## SET OF TASKS
1) Answer the following items about the forum post, using only what it states.
(a) In the opening paragraph, what does the writer say Beckman was merely doing?
(b) Besides justifying Kizaru's willingness to attack, what does the writer say Kizaru likely did at that point?
(c) In the final paragraph, what does the writer give as the reason Shanks came to Marineford?
2) Convert the entries into a Markdown table with the columns Row and Line, starting at the line containing "I need to find the brick" and ending at the last line of the entries, with both ends included. Number each line and omit blank lines.

## EXTRACT PROVIDED
It makes complete sense if you open your eyes to the circumstances. Beckman was merely saving Luffy. He was not attempting to stop the war by stopping Kizaru. All he was doing was giving Luffy some time to escape. You haven't even attempted to explain why Beckman didn't even TRY to attack. You said yourself that a few feet is nothing before. Kizaru moved a much greater distance than that, and then fired off a big attack. While this was happening Beckman did absolutely nothing. Not one single thing. He merely watched and calmly commented without the slightest sign of worry, stress or struggle. So what's your argument? During all this time (it is a lot of time to the extreme level of superhuman these characters are at) Beckman is just too slow to even lift a finger to intercept Kizaru and his immensely badass entrance as Shanks' first mate was nothing but hot air that we're meant to throw straight out of the window? That's your stance by necessity if you assume the position you currently appear to doing. It's a complete dismissal of the the incredibly impactful portrayal of one in favor of the other, and also a dismissal of the logically sound explanations as to why the portrayal of Beckman does not have to be misleading at all despite the events playing out the way they did. You're being close-minded and choosing a shockingly illogical conclusion over a perfectly sound one. I assume bias because no rational observer would draw the conclusion from those scenes that Beckman is meant to be viewed as a sack of crap with absolutely no respect and Kizaru is meant to be seen as taking 100% of the credit.

Merely to cover all bases, and also giving some justification as to why Kizaru would have been willing to attack in the situation just logistically, aside from the fact that he likely called Beckman's bluff at that point.

You're completely overlooking that the entire reason the crew was willing to take on anyone a few pages after that was Shanks issuing his ultimatum. The situation changed when he did that. At that point everyone on the island knew the conditions, knew the consequences. Issuing that ultimatum is the reason Shanks came to Marineford. He couldn't issue it with any kind of credibility if one of his crew had already gotten into a fight with an Admiral.

(Detection examples)
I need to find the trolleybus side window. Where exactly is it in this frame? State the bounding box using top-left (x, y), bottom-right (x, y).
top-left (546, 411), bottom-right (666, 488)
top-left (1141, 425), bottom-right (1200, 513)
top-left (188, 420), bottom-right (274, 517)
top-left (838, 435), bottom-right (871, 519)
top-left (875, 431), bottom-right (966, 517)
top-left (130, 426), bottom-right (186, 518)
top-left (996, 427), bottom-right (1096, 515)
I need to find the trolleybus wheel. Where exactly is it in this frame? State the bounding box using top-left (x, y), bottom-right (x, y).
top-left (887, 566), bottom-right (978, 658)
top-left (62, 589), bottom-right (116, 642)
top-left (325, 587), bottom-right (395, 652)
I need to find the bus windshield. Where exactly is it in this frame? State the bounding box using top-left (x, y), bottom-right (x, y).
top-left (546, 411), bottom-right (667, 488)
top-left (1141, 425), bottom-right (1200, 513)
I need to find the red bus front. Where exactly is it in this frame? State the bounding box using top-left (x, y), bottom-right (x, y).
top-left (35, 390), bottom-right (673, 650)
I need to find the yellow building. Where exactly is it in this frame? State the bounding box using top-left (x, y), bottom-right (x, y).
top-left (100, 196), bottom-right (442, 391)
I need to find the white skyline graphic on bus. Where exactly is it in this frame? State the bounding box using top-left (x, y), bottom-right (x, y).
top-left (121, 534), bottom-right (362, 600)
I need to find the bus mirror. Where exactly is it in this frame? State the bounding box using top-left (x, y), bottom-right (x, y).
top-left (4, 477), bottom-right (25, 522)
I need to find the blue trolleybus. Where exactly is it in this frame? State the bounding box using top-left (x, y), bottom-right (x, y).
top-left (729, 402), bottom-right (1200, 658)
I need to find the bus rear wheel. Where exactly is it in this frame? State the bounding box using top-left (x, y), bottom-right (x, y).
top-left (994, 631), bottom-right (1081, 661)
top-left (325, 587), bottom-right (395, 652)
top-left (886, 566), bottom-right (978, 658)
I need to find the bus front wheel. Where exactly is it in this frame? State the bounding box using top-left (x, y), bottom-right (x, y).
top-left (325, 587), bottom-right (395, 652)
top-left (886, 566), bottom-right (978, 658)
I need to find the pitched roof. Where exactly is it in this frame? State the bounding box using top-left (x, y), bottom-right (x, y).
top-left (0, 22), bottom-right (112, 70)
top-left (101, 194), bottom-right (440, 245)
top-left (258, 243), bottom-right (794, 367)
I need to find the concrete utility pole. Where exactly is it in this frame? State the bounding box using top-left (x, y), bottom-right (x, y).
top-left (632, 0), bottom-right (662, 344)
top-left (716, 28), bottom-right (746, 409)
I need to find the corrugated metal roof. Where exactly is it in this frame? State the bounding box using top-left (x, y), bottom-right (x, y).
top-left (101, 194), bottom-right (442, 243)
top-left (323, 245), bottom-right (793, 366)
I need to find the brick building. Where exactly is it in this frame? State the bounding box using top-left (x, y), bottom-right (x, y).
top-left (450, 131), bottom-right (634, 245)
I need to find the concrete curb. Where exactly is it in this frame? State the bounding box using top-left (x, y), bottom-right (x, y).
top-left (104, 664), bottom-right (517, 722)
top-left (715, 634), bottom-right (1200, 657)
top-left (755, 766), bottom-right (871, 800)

## PER-TASK ANSWERS
1)
(a) Saving Luffy, by giving him some time to escape.
(b) He likely called Beckman's bluff.
(c) Issuing his ultimatum.

2)
| Row | Line |
|---|---|
| 1 | I need to find the brick building. Where exactly is it in this frame? State the bounding box using top-left (x, y), bottom-right (x, y). |
| 2 | top-left (450, 131), bottom-right (634, 245) |
| 3 | I need to find the concrete curb. Where exactly is it in this frame? State the bounding box using top-left (x, y), bottom-right (x, y). |
| 4 | top-left (104, 664), bottom-right (517, 722) |
| 5 | top-left (715, 634), bottom-right (1200, 657) |
| 6 | top-left (755, 766), bottom-right (871, 800) |